[Point placement records]
══════════════════════════════
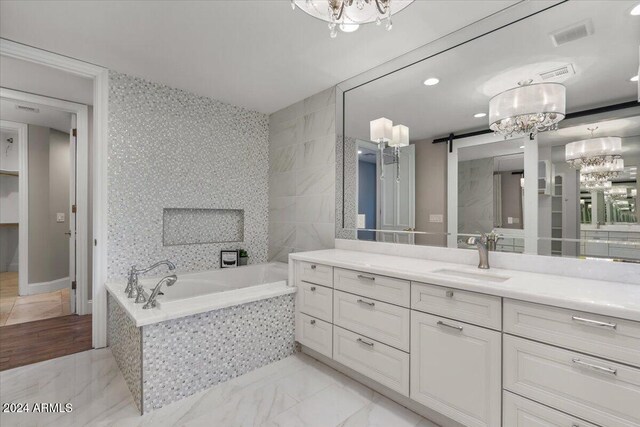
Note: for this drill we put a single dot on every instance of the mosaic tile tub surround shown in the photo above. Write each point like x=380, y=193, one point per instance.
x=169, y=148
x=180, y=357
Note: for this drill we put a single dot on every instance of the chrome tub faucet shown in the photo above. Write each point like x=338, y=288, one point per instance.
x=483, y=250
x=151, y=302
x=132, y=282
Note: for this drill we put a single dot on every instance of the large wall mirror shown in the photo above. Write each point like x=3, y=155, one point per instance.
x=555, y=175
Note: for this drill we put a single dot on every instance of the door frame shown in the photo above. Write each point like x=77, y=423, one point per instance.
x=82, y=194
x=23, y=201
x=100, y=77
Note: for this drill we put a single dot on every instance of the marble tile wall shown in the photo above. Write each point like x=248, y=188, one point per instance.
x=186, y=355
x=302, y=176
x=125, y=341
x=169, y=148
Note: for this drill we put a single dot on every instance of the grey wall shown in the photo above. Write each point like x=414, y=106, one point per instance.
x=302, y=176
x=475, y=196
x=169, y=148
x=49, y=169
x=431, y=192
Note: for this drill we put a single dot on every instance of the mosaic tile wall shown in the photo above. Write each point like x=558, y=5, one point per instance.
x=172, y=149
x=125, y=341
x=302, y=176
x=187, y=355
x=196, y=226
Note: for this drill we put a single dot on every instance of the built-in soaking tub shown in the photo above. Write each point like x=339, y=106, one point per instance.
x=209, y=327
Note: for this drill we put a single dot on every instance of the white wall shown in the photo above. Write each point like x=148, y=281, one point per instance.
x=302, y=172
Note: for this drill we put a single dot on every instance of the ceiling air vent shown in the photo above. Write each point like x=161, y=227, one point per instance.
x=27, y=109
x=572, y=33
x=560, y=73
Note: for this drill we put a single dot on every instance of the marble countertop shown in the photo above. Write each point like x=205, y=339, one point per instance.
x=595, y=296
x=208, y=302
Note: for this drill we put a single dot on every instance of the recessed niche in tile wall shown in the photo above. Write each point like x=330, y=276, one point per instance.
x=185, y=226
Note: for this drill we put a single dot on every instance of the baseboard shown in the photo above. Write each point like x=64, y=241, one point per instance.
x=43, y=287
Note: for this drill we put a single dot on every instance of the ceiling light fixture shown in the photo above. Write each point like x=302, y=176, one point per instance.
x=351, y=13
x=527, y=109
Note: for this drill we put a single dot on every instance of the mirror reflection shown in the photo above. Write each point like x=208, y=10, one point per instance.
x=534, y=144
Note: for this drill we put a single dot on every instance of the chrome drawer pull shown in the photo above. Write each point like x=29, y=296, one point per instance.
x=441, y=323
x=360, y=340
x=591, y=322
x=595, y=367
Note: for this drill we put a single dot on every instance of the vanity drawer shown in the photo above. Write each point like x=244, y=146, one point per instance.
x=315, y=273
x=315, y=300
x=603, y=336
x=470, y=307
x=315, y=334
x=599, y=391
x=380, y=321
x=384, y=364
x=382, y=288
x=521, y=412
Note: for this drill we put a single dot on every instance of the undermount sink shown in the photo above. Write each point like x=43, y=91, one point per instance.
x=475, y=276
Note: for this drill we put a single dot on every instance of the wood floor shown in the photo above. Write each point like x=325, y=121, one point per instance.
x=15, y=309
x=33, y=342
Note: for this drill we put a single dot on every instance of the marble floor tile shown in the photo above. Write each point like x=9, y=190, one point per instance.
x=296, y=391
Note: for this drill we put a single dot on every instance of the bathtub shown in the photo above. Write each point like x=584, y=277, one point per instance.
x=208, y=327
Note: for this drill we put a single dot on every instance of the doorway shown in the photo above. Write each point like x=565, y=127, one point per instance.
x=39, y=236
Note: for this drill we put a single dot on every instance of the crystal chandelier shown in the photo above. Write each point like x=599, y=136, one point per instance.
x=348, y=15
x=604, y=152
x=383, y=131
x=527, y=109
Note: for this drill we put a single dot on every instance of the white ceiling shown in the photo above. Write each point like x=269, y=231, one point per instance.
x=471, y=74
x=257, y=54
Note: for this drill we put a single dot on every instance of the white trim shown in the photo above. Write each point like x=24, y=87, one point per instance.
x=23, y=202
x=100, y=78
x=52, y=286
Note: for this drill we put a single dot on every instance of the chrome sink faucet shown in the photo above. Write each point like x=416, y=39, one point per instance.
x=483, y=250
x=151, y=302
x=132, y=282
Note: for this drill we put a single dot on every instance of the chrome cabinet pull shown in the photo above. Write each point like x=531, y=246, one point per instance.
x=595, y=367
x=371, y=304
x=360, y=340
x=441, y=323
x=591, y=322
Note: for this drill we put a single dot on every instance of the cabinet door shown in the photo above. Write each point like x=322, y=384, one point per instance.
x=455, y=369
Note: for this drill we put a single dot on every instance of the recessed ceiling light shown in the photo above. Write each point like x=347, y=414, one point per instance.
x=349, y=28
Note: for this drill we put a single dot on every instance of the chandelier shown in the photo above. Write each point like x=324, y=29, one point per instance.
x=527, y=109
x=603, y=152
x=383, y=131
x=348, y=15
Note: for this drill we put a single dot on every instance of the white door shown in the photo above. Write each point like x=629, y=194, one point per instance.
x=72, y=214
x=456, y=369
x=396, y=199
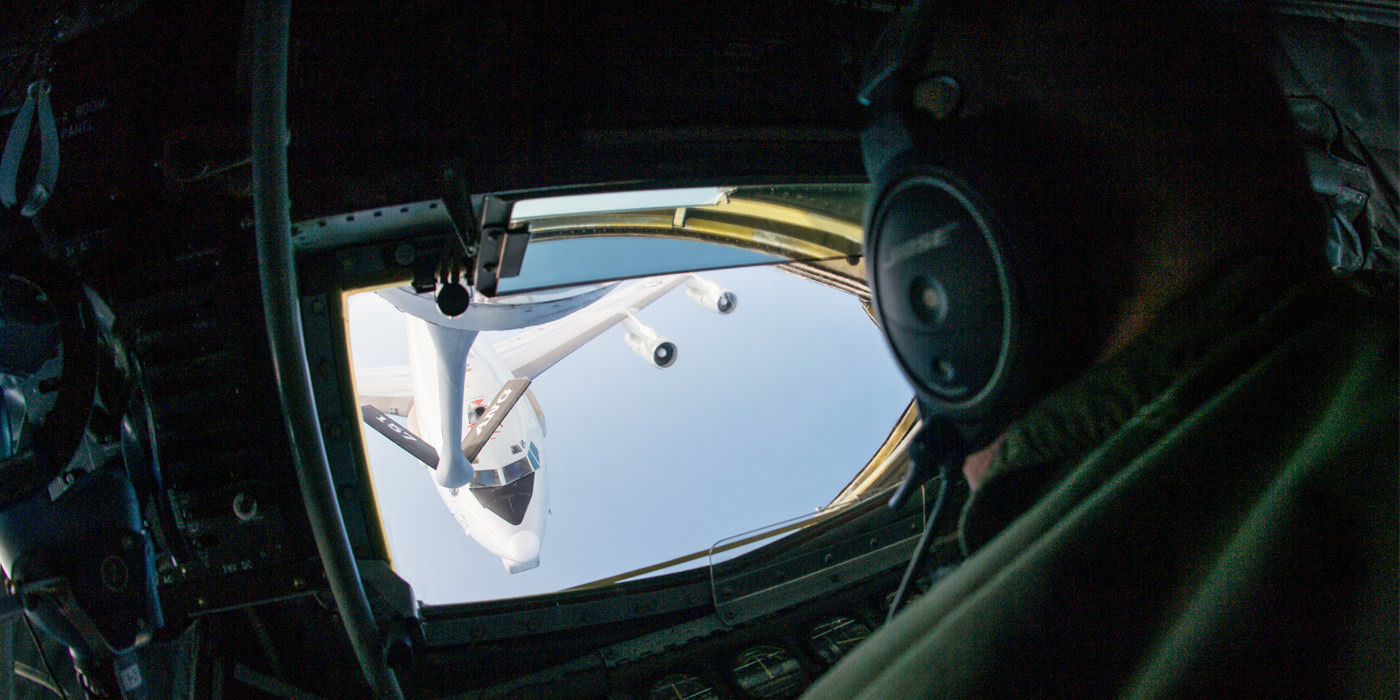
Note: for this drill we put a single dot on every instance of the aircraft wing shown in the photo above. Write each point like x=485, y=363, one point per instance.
══════════════════════════════
CHALLENGE
Repeat the material above word for word and skip every image in it.

SOLUTION BELOW
Note: for this drill we put a single dot on every instance of the mosaic tile tub surround shown in the photo above. Write each point like x=380, y=193, one point per instance.
x=169, y=148
x=180, y=357
Note: for this drill we put a single dot on every instance of the chrome tub faucet shown in the photo above. Write each point like x=338, y=288, one point per instance.
x=483, y=250
x=151, y=302
x=132, y=282
Note: for this drill we put a single dot on every instance of the large wall mirror shown in the photo above. Write each point like x=3, y=155, one point per instance.
x=555, y=175
Note: for this drill we put a single dot on every instance of the door frame shown in the photo above. Write each point like x=77, y=423, one point per instance.
x=82, y=194
x=23, y=201
x=100, y=77
Note: for this drill we put a single dot on every instance of the marble tile wall shown in the photo above. Write each point like x=248, y=188, one point per instance.
x=186, y=355
x=302, y=176
x=125, y=341
x=169, y=148
Note: for this drill we put a single dot on every instance of the grey wall shown in the photo above. Write each point like x=414, y=106, one point per instance.
x=302, y=176
x=475, y=196
x=169, y=148
x=49, y=169
x=431, y=192
Note: for this drill we put a single dot on every instance of the mosaic tile wall shown in the photo above. Write each point like x=558, y=5, one point per instance.
x=172, y=149
x=125, y=341
x=302, y=176
x=187, y=355
x=196, y=226
Note: for this drill we put a single dot on every instance of the built-in soaking tub shown in the photo above. Write each point like x=339, y=106, one point per instance.
x=209, y=327
Note: for this drill we put a single dot on every instance of the white wall shown in the photo above. Write each point like x=148, y=281, one point per instance.
x=302, y=172
Note: for this drill we put a single dot on every instance of the ceiling air vent shown in the photo above. Write each point like x=161, y=227, one point per instance.
x=27, y=109
x=572, y=33
x=560, y=73
Note: for this drill we put a single dot on every instance of the marble countertop shown in the photo above. Write each point like x=205, y=339, one point per instance.
x=595, y=296
x=208, y=302
Note: for this drill we put a single dot on every instance of the recessed niche in tile wall shown in the photo above. Write each point like x=330, y=276, one point per instance.
x=185, y=226
Note: for this drill we put a single dot on every instance of the baseboard shown in the photo above. Write each point like x=64, y=241, one point per instance.
x=43, y=287
Note: for this drill we put a single dot on every instance of the ceiling light fixture shown in the photo above. Write each point like x=302, y=176, one point per instance.
x=351, y=13
x=527, y=109
Note: for this drill we put a single dot on every instance of the mirror reflection shown in the photo above. Write each point like x=208, y=10, one point per instance.
x=534, y=144
Note: for this drill we put a single dot on every instance of the chrome drawer pull shown in the photo above. Write each point like x=29, y=296, one point per instance.
x=441, y=323
x=360, y=340
x=591, y=322
x=595, y=367
Note: for this drill we put a single dot on every instance of the vanity drawer shown in the photo above. Write each point like x=244, y=146, one point per instance.
x=315, y=273
x=315, y=300
x=603, y=336
x=470, y=307
x=315, y=334
x=599, y=391
x=380, y=321
x=384, y=364
x=382, y=288
x=521, y=412
Note: for this drill we put a single dot on every instance of the undermount sink shown in the photo above. Write each point like x=43, y=91, one point per instance.
x=475, y=276
Note: for this drill we put a single dot on every instance of the wood floor shown in the photo above. Write each point like x=325, y=121, one point per instance.
x=15, y=309
x=33, y=342
Note: for this drill we put a single dot on every instance of the marble floor tile shown in the photo above. Write each point like x=9, y=190, one point per instance.
x=296, y=391
Note: for this drill we put a single dot on every instance of the bathtub shown in the photo above. Write each point like x=584, y=277, one point per instance.
x=208, y=327
Note: for this drill we put a single dot on every instance of the doorway shown in the photo above. Write each point like x=565, y=127, one point per instance.
x=39, y=236
Note: for this drill we put a single dot on every instance of the crystal chandelier shown in the photo above. Write each point like x=599, y=136, one point per instance.
x=348, y=15
x=604, y=152
x=383, y=131
x=527, y=109
Note: for this drill we put a single dot on every instance of the white ceiling shown in the photo above. Write each point like x=269, y=231, one point per instance.
x=471, y=74
x=257, y=54
Note: for this drill we put a single dot on every instance of the white trim shown in the photo above. Write each point like x=24, y=87, one point per instance.
x=23, y=202
x=100, y=78
x=52, y=286
Note: for this drill we put a single dot on every instance of the chrome sink faucet shown in the photo above. Write each point like x=416, y=39, one point per instance.
x=483, y=250
x=151, y=302
x=132, y=282
Note: for this drill we put a single dot on every instance of the chrome cabinet pull shown in the photo above. Write each point like x=531, y=246, one point per instance.
x=595, y=367
x=371, y=304
x=360, y=340
x=441, y=323
x=591, y=322
Note: for this drill we put a single dot on every instance of the cabinet door shown in the photo above. Write each point like x=322, y=384, one point per instance.
x=455, y=369
Note: for this drill we put a single dot on every instance of the recessed ceiling light shown in the photo above. Write each point like x=347, y=414, one point per instance.
x=349, y=28
Note: for this drill we put a single dot on every instance of the chandelier shown in the photo above. Write each point like x=324, y=29, one point per instance.
x=527, y=109
x=603, y=152
x=383, y=131
x=348, y=15
Note: for this drill we put a single dot on every instance of the white door shown in the photo above. Write each point like x=629, y=194, one point per instance.
x=72, y=214
x=456, y=369
x=396, y=199
Note: for this drill we put a single dot on every instance of the aircraft wing shown in the photo above. Write each point like x=485, y=363, one point per instance.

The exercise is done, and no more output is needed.